- _TASK REQUIREMENTS_
Your task is to repeat all of the material exactly.

- _RECORDS FOR PROCESSING_
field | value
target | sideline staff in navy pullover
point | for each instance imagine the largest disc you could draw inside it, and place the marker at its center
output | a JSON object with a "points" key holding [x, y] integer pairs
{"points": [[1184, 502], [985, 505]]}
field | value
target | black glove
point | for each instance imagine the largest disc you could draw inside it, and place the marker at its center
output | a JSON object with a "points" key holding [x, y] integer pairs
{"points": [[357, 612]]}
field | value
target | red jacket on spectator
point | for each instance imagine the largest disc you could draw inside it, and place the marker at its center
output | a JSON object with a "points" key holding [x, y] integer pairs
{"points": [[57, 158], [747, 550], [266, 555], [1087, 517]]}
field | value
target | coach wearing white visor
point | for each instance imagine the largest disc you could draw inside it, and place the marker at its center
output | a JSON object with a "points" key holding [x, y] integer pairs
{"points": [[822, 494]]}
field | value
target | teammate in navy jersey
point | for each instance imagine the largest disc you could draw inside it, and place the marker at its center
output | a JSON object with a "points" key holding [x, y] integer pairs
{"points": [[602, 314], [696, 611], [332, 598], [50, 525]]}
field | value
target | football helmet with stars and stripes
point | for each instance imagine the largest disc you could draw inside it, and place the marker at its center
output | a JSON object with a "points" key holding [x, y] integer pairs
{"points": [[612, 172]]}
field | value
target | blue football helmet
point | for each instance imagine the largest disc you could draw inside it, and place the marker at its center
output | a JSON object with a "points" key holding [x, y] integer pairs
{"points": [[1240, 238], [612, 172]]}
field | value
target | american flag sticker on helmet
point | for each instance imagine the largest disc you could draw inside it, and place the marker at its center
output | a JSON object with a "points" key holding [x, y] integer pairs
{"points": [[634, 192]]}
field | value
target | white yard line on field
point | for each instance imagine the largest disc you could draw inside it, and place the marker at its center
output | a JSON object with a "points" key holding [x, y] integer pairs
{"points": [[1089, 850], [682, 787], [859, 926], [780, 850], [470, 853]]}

- _COMPLETE ANSWER_
field | value
target | sideline staff in navy pullover
point | for each instance imagine the largest disc you could draw inside it, and place the marker at its center
output | a JSON object with a "points" key holding [x, y] integer pairs
{"points": [[1184, 502], [985, 505]]}
field | value
target | black glove
point | for each instance imagine the largest disc you could draw inside it, and place the marker at its center
output | a JSON object with a "points" key holding [x, y] integer pairs
{"points": [[357, 612]]}
field | value
target | red jacket on spectator
point | for each instance imagine the largest disc you could draw inside it, and place the marker at its center
output | a JSON object with a "points" key holding [x, y] integer pairs
{"points": [[57, 158], [747, 550], [266, 555], [1087, 517]]}
field | value
target | coach wearing white visor
point | for each instance imagine the largest disc you could draw inside it, and place the marker at its center
output | a JSON object with a "points" key holding [x, y] integer pairs
{"points": [[822, 494]]}
field | value
target | teammate in navy jersey
point | for each instance imagine the largest disc you could draw inside it, and place the marker at its center
output | a JSON object with a "points" key holding [x, y] integer pairs
{"points": [[602, 314], [696, 611], [332, 598], [50, 525]]}
field | value
target | football helmet with stars and stripes
point | for each instance imagine the largest disc you could draw inside it, and place the marker at its center
output | a JSON object with a "points" key holding [x, y] integer pairs
{"points": [[612, 172]]}
field | value
target | blue football helmet
point | for each instance imagine the largest disc you could draw inside it, and place the marker at its center
output | a JSON object with a "points" key holding [x, y] integer pairs
{"points": [[1240, 238], [612, 172]]}
field | value
target | american flag sticker on helmet
point | for each instance imagine the largest disc you could draw inside it, and place the marker at its center
output | a JSON object with a "points" key holding [x, y] integer pairs
{"points": [[634, 192]]}
field | value
target | white yard line on field
point | for each instance imagine the largest disc you could draw inside it, and place the marker at its center
output | a JSON object with a "points" key holding [x, y] integer pairs
{"points": [[1089, 850], [682, 787], [859, 926], [780, 850], [470, 853]]}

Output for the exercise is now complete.